■ **Zitierter Text**
********

„Feiern wir die Wahl des ersten schwarzen Präsidenten in der Geschichte der USA“ war im November 2008 auf einem Plakat zu lesen, das an der Tür eines Bonner Afro-Shops hing. Bestimmt lief auf dieser Party zu Ehren von Barack Obama auch der Tanzhit aus der Elfenbeinküste mit dem vielsagenden Titel „Guantánamo“. Richtig gelesen. Der ivorische DJ Zidane hat 2006 ein Lied komponiert, das die Inhaftierung und Folterpraxis in dem berüchtigten Gefangenenlager kritisiert. Passend zum Liedtext ist ein eigener Tanzstil kreiert worden, in dem satirisch überspitzt die Situation der Gefangenen dargestellt wird – überkreuzte Arme vorne, überkreuzte Arme hinten, gebückter Gang. Eine Geschmacklosigkeit? Vielleicht, aber auch Zeitgeist und künstlerische Freiheit. Nun scheint das Lager ja bald endgültig Geschichte zu sein, wie wir in den letzten Wochen überall lesen durften.
Bei all dem Überschwang lässt der kritische Kommentar eines klugen Bloggers inne halten. Brandt Goldstein, Gastprofessor an der New York Law School merkt an, dass Obamas Akt per Exekutivorder, also mit einer einzigen Unterschrift das Lager schließen zu lassen, genauso einfach wieder rückgängig gemacht werden kann. Besser wäre ein vom Kongress beschlossenes Gesetz, das dieses menschenverachtende Gefängnis endgültig abschaffen würde. Ganz zu schweigen von den anderen geheimen Lagern auf der ganzen Welt, die ebenso Bestandteil des „Systems Guantánamo“ sind.

********

■ **Datenteil**
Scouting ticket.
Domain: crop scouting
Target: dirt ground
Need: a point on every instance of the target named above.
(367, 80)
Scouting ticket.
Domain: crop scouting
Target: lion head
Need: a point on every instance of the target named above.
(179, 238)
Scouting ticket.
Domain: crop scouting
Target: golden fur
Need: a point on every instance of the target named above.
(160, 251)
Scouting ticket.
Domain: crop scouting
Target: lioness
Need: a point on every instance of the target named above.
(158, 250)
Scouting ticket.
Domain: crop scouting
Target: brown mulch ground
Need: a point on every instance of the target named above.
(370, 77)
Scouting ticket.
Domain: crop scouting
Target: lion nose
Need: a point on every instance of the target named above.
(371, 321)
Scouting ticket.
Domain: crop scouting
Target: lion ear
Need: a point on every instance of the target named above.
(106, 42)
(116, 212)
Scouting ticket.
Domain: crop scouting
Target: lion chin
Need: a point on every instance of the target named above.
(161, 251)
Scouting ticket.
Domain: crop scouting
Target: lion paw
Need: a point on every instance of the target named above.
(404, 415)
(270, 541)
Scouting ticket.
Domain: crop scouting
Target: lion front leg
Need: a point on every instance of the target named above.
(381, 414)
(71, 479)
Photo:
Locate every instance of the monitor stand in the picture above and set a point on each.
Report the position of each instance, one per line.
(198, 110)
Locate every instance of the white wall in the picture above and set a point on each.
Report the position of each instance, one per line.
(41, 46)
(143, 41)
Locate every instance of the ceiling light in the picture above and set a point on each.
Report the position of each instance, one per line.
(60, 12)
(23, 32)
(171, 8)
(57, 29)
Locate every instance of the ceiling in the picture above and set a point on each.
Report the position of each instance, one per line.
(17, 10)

********

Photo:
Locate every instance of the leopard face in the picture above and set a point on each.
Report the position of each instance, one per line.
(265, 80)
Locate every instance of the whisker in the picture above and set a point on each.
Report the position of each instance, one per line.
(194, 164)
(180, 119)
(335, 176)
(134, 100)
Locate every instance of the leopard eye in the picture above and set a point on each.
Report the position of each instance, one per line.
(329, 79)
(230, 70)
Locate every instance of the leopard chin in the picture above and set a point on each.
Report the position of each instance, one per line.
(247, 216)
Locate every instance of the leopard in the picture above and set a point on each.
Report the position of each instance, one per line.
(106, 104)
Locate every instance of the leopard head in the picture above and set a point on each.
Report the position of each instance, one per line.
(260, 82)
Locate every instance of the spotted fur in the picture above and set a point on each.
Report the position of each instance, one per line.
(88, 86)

********

■ **Aufgabenstellung**
Geben Sie den Text über Guantánamo vollständig und Wort für Wort wieder. Die Datensätze sind eigenständiges Material und gehören nicht zum Text über Guantánamo.

■ **Gelöste Aufgabe**
„Feiern wir die Wahl des ersten schwarzen Präsidenten in der Geschichte der USA“ war im November 2008 auf einem Plakat zu lesen, das an der Tür eines Bonner Afro-Shops hing. Bestimmt lief auf dieser Party zu Ehren von Barack Obama auch der Tanzhit aus der Elfenbeinküste mit dem vielsagenden Titel „Guantánamo“. Richtig gelesen. Der ivorische DJ Zidane hat 2006 ein Lied komponiert, das die Inhaftierung und Folterpraxis in dem berüchtigten Gefangenenlager kritisiert. Passend zum Liedtext ist ein eigener Tanzstil kreiert worden, in dem satirisch überspitzt die Situation der Gefangenen dargestellt wird – überkreuzte Arme vorne, überkreuzte Arme hinten, gebückter Gang. Eine Geschmacklosigkeit? Vielleicht, aber auch Zeitgeist und künstlerische Freiheit. Nun scheint das Lager ja bald endgültig Geschichte zu sein, wie wir in den letzten Wochen überall lesen durften.
Bei all dem Überschwang lässt der kritische Kommentar eines klugen Bloggers inne halten. Brandt Goldstein, Gastprofessor an der New York Law School merkt an, dass Obamas Akt per Exekutivorder, also mit einer einzigen Unterschrift das Lager schließen zu lassen, genauso einfach wieder rückgängig gemacht werden kann. Besser wäre ein vom Kongress beschlossenes Gesetz, das dieses menschenverachtende Gefängnis endgültig abschaffen würde. Ganz zu schweigen von den anderen geheimen Lagern auf der ganzen Welt, die ebenso Bestandteil des „Systems Guantánamo“ sind.